▸ What you need to do
1. Quote the cerebral palsy transcript word for word, starting with "Mike (father of" and going on through "of cerebral palsy.".
2. Continue the cerebral palsy transcript from the point where it stops.

▸ Excerpted passage

──────

Mike (father of 2 children, 1 with cerebral palsy): The main way that we thought that Kennan wasn’t developing was the fact that he had difficulty rolling. He also had … we expected him to be able to start to stand, even supported standing, and he couldn’t do that. Everything just seemed to be a little bit slower. We knew he was a premature baby so we thought premature babies take longer to develop, so that’s what we thought. However, when we took him to a specialist at The Royal Children’s Hospital, they looked closely and they gave us a diagnosis of cerebral palsy.
Deanne: I looked it up on the internet, and I knew it wasn’t as severe as other forms. But then I came across the ataxic, and it was just him to a T. Everything, every symptom, I just thought, ‘Oh my gosh’, you know? So I went back to the paediatric neurologist and I said, ‘Look, I’ve had just about enough. It’s been 3, nearly 4 years. We’ve been to intervention centres, assessment centres, this centre, that centre. No-one has been able to tell me anything’. I just remember looking at him and saying, ‘Does my child have ataxic cerebral palsy?’ And he just looked at me and said, ‘Yes, I think he does.’
Nadia: We classify cerebral palsy in lots of different ways. It can be classified according to its severity, from grade 5, being the most severe, to grade zero, which is the mildest. Now, another way of describing it is to describe it according to the region of the body that is affected. So parents will hear the term quadriplegia, meaning all 4 limbs are affected, hemiplegia is when half the body is affected – the right or the left. It could be a diplegia – that means that the lower limbs are particularly targeted, though often the upper limbs are affected as well. We call most cerebral palsy – about 85% will be what we call the spastic type. And that’s where the [muscle] tone is very high. Some types have ataxia, and that’s where their movement can be quite uncontrolled, and there is a hypertonic type, where the tone is low.

──────

▸ Data extracts
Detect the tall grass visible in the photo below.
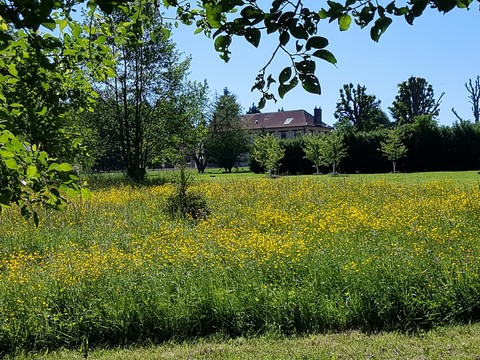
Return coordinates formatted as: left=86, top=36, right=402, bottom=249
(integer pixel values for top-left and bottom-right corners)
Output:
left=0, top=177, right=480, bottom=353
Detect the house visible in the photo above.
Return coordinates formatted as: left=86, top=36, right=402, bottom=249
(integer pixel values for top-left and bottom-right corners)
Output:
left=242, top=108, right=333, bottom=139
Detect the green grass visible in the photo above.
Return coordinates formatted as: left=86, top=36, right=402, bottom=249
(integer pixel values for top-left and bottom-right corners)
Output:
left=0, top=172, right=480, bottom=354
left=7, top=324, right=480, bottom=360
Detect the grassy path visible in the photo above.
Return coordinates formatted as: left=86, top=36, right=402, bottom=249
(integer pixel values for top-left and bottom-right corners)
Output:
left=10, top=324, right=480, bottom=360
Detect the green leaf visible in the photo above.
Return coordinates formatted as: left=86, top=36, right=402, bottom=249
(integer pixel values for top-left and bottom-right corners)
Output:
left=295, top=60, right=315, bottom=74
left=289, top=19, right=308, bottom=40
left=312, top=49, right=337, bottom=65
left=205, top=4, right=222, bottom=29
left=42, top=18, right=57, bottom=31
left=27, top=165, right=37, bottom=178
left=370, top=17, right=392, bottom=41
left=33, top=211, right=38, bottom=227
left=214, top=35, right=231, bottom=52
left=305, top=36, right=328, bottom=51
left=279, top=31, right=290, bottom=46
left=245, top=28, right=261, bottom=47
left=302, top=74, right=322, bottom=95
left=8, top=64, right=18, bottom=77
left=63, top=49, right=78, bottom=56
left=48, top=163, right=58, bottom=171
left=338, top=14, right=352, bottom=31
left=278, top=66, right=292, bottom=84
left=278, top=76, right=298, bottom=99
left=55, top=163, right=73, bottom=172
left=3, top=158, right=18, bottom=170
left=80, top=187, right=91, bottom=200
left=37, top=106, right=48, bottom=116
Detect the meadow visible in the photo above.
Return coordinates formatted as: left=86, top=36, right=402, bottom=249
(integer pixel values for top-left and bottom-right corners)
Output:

──────

▸ Answers to each task
1.
Mike (father of 2 children, 1 with cerebral palsy): The main way that we thought that Kennan wasn’t developing was the fact that he had difficulty rolling. He also had … we expected him to be able to start to stand, even supported standing, and he couldn’t do that. Everything just seemed to be a little bit slower. We knew he was a premature baby so we thought premature babies take longer to develop, so that’s what we thought. However, when we took him to a specialist at The Royal Children’s Hospital, they looked closely and they gave us a diagnosis of cerebral palsy.

2.
Nicole: In Will’s case, his cerebral palsy affects his entire body. However, he predominantly has low muscle tone, unlike a lot of people who have cerebral palsy have higher muscle tone. So they get a lot of muscle contractions, and they can be quite fixed in position. Will’s the opposite end of the spectrum, so he has the potential to have a lot more movement, but he needs support to do so.
Mike: Kennan has diplegia cerebral palsy, so that is associated with his lower limbs, particularly his calves and hamstrings. And all the treatment and work we do from a physical point of view is to work on making that muscle tone not as tight. Reducing the muscle tone.
Nicole: You know, I often think back to when we got his diagnosis and we were told he’ll never walk and he’ll never talk. And that’s such a black-and-white, clear-cut diagnosis in the beginning. Yet what I can see now is he may not talk as we talk, and he may not walk as we walk, but Will and every child like him has their variation on how they do things. So, often I get asked, ‘Can he talk?’ And I’ll say, ‘Well, he can talk but he uses his hands’. And he makes sounds, but it just doesn’t sound like us. And it’s the same with his walking. He can kind of walk, if he’s helped, but that’s enough for him. So he’s got a lot of physical challenges, and they’ll always be there. But we just find workarounds to try and give him the best opportunity to be involved in the world around him.
Nadia: While the future is bright and hopeful for most children with cerebral palsy, for the children who have severe cerebral palsy, we must acknowledge that it is a very difficult journey.